### Problem
Give every line of the rows below as a Markdown table with two columns, No. and Line, numbering each line and leaving out blank lines.
+++ Data section +++
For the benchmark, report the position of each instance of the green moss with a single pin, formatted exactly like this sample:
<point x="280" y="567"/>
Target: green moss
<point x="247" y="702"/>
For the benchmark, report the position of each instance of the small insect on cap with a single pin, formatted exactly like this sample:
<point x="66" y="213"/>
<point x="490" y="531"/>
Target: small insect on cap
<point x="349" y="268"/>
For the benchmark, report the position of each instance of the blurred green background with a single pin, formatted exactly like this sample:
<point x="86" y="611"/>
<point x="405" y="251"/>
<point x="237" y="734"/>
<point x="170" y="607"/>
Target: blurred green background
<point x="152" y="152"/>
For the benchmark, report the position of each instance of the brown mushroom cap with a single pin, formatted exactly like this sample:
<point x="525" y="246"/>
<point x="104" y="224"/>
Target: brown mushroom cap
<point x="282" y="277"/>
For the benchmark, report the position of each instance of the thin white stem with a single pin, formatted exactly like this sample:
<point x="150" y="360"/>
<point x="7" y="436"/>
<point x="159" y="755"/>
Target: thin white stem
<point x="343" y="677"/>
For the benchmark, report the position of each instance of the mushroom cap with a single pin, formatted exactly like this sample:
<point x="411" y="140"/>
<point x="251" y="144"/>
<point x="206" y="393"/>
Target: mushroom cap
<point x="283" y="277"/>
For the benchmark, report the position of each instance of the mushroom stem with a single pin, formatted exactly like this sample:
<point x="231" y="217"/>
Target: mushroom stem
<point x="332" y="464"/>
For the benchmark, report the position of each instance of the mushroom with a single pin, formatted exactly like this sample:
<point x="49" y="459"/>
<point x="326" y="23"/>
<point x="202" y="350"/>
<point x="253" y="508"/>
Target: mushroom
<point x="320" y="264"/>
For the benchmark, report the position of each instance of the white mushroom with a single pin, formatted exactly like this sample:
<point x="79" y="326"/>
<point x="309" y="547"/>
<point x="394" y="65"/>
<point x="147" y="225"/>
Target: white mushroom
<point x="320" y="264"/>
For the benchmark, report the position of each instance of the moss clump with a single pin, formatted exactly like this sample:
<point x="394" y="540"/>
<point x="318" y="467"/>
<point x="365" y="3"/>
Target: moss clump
+++
### Written response
| No. | Line |
|---|---|
| 1 | For the benchmark, report the position of each instance of the green moss with a single pin, formatted exactly like this sample: |
| 2 | <point x="280" y="567"/> |
| 3 | Target: green moss |
| 4 | <point x="247" y="702"/> |
| 5 | For the benchmark, report the position of each instance of the small insect on cap with a single pin, formatted exactly like this sample: |
| 6 | <point x="66" y="213"/> |
| 7 | <point x="490" y="531"/> |
| 8 | Target: small insect on cap |
| 9 | <point x="349" y="268"/> |
| 10 | For the benchmark, report the position of each instance of the blurred green background with a single pin, formatted exactly like this sample: |
| 11 | <point x="86" y="611"/> |
| 12 | <point x="405" y="251"/> |
| 13 | <point x="237" y="734"/> |
| 14 | <point x="170" y="607"/> |
| 15 | Target: blurred green background |
| 16 | <point x="152" y="152"/> |
| 17 | For the benchmark, report the position of each instance of the brown mushroom cap with a single pin, formatted exactly like this sample: |
| 18 | <point x="525" y="246"/> |
| 19 | <point x="104" y="224"/> |
| 20 | Target: brown mushroom cap |
| 21 | <point x="282" y="277"/> |
| 22 | For the benchmark, report the position of each instance of the thin white stem with a single pin, formatted exactly like this sample: |
| 23 | <point x="150" y="360"/> |
| 24 | <point x="7" y="436"/> |
| 25 | <point x="159" y="755"/> |
| 26 | Target: thin white stem |
| 27 | <point x="343" y="677"/> |
| 28 | For the benchmark, report the position of each instance of the mushroom cap with a single pin, formatted exactly like this sample: |
| 29 | <point x="411" y="140"/> |
| 30 | <point x="251" y="144"/> |
| 31 | <point x="206" y="393"/> |
| 32 | Target: mushroom cap |
| 33 | <point x="283" y="277"/> |
| 34 | For the benchmark, report the position of each instance of the mushroom stem with a single pin, formatted exactly like this sample: |
| 35 | <point x="231" y="217"/> |
| 36 | Target: mushroom stem |
| 37 | <point x="332" y="464"/> |
| 38 | For the benchmark, report the position of each instance of the mushroom with a single pin, formatted exactly like this sample: |
| 39 | <point x="49" y="459"/> |
| 40 | <point x="326" y="23"/> |
| 41 | <point x="202" y="350"/> |
| 42 | <point x="253" y="508"/> |
| 43 | Target: mushroom |
| 44 | <point x="320" y="264"/> |
| 45 | For the benchmark, report the position of each instance of the white mushroom with a single pin, formatted exactly like this sample: |
| 46 | <point x="79" y="326"/> |
| 47 | <point x="309" y="547"/> |
| 48 | <point x="394" y="65"/> |
| 49 | <point x="147" y="225"/> |
| 50 | Target: white mushroom |
| 51 | <point x="320" y="264"/> |
| 52 | For the benchmark, report the position of each instance of the moss clump with a single pin, formatted exactly like this sample: |
| 53 | <point x="394" y="540"/> |
| 54 | <point x="318" y="467"/> |
| 55 | <point x="365" y="3"/> |
| 56 | Target: moss clump |